START Material provided
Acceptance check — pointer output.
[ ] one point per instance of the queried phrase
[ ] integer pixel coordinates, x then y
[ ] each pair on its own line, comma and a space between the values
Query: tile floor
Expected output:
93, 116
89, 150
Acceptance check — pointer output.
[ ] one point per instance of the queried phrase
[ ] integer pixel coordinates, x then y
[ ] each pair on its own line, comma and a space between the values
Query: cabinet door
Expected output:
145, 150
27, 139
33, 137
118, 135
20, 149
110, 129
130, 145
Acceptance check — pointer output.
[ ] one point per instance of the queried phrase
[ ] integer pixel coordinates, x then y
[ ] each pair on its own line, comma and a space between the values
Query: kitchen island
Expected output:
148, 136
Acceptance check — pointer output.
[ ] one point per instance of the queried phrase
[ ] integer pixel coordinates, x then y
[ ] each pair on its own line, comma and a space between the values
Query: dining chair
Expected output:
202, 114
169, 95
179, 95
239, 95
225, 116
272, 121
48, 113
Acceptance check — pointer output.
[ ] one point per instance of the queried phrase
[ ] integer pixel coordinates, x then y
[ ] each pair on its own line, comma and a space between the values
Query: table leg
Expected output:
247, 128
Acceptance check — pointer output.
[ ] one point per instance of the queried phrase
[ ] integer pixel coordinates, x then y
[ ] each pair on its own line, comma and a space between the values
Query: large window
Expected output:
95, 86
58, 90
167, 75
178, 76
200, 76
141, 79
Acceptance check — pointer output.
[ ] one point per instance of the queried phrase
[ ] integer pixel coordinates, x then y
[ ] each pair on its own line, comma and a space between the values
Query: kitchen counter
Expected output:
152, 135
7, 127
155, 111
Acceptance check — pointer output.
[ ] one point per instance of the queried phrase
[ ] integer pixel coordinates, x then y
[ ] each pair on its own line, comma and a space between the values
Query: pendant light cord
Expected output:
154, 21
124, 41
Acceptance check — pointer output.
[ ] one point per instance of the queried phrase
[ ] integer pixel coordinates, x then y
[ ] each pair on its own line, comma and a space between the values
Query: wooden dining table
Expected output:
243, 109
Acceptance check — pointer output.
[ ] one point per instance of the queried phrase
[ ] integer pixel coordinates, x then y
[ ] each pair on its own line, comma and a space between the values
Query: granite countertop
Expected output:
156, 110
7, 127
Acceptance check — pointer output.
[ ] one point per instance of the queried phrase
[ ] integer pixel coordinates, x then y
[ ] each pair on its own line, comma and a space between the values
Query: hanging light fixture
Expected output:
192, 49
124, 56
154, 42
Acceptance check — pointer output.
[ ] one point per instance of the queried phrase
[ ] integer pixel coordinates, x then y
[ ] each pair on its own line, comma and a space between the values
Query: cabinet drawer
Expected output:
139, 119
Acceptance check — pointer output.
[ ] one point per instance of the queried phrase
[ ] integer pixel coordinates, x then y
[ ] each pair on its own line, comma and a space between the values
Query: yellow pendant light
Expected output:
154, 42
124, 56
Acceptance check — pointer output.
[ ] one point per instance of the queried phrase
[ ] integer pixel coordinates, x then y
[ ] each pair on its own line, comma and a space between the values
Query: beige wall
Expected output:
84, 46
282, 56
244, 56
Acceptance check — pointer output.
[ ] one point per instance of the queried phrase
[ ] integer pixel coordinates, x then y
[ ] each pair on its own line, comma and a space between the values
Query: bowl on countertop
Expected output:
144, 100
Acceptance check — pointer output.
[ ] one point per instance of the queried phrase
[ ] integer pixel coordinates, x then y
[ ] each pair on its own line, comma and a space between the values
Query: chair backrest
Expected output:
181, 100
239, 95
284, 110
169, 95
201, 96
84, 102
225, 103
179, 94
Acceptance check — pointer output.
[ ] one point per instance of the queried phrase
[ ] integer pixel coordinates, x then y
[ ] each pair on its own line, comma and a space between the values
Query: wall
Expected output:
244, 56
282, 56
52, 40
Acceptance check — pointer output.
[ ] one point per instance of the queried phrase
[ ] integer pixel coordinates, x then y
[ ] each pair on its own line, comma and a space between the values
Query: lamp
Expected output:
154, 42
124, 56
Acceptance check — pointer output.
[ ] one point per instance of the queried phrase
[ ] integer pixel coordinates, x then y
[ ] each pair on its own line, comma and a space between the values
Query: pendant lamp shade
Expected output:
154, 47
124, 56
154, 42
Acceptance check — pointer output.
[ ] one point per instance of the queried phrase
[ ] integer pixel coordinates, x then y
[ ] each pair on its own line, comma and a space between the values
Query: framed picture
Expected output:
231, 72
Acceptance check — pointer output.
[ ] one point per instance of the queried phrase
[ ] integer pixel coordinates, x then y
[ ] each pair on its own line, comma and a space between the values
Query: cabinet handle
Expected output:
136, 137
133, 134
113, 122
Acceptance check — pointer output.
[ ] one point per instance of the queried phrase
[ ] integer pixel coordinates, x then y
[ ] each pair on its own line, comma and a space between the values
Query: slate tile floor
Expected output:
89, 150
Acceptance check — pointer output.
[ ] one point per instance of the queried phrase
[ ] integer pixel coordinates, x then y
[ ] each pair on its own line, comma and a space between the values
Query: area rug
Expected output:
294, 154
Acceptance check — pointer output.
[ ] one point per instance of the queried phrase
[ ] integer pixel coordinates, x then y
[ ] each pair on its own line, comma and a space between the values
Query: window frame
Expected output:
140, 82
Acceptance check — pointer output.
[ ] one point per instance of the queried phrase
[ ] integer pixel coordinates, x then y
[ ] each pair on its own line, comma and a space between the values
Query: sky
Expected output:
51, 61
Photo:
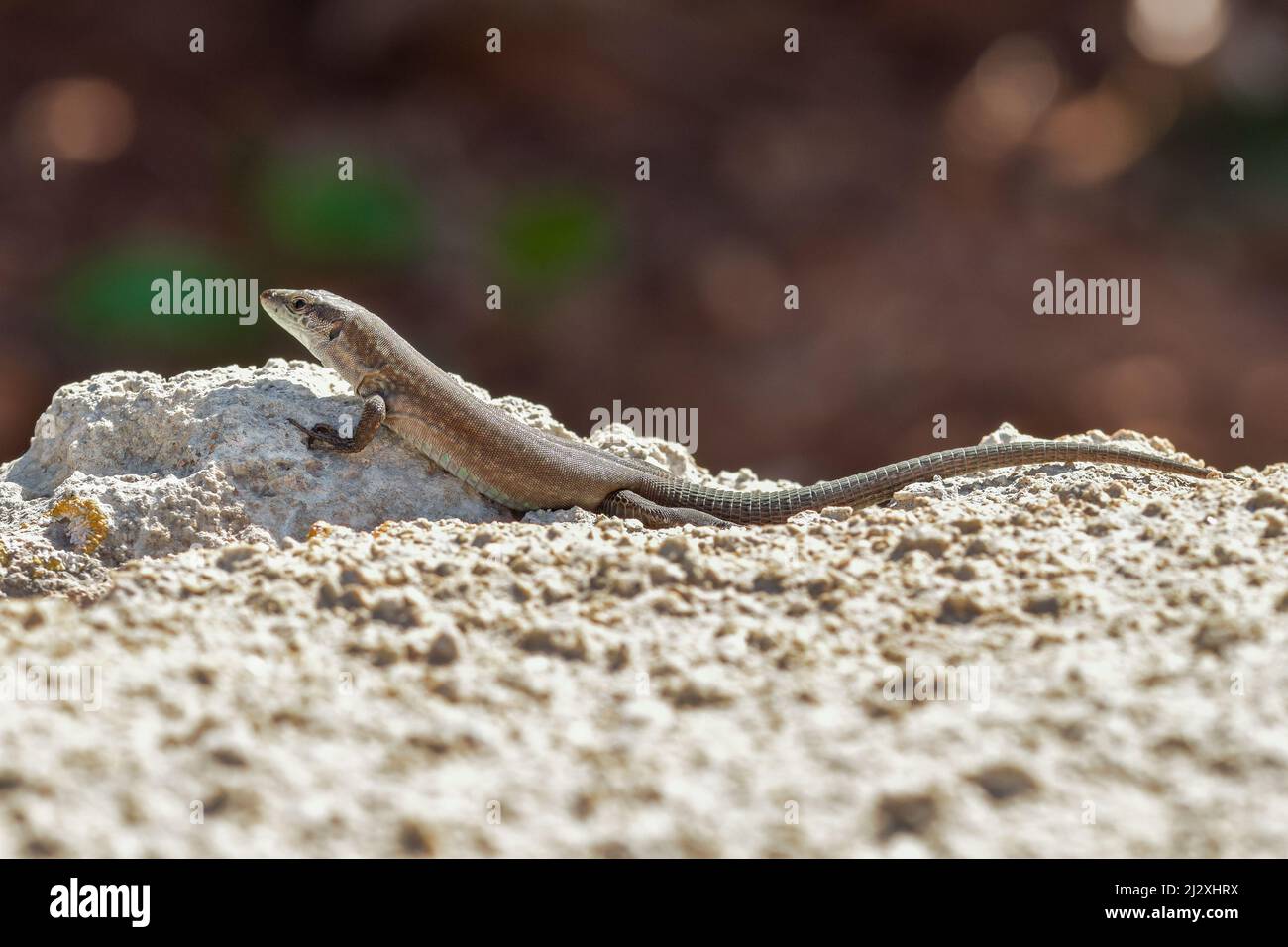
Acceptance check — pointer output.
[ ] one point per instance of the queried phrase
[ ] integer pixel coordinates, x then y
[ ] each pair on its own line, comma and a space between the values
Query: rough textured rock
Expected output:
1094, 657
129, 466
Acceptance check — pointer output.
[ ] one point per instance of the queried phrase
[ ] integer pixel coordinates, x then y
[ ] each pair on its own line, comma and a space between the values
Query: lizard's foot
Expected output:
325, 433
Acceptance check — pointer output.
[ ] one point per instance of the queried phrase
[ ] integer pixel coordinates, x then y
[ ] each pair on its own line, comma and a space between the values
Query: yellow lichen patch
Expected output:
86, 523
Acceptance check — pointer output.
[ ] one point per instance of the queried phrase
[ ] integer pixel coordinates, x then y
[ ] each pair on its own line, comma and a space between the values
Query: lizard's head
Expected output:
316, 317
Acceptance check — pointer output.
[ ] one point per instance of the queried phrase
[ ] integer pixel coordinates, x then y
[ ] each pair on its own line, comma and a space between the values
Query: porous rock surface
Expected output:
282, 652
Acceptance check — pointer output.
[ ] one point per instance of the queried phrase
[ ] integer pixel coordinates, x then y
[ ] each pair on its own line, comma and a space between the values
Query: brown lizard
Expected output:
528, 470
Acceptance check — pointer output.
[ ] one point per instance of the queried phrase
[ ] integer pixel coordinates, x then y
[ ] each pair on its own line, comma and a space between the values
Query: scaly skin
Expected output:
527, 470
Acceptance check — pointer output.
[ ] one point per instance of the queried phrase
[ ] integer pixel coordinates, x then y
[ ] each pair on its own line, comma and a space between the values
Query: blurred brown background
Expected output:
767, 169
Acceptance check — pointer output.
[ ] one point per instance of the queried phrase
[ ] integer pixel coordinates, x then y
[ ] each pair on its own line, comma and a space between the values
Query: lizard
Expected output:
523, 468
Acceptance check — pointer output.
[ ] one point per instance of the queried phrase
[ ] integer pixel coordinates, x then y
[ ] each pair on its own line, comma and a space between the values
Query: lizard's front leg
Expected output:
630, 505
373, 416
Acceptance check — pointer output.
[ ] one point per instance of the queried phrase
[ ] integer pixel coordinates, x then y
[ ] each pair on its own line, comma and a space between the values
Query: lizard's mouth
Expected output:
274, 303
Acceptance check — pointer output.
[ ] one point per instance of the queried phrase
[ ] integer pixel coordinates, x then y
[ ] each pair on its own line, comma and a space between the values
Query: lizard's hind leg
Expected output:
629, 505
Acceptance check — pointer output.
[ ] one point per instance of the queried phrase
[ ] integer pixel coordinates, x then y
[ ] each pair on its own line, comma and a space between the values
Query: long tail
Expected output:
871, 487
END Material provided
=== Activity ===
Collect each line of the entries that has the word "brown", copying it in full.

=== Answer to this task ===
Query: brown lizard
Query: blurred brown background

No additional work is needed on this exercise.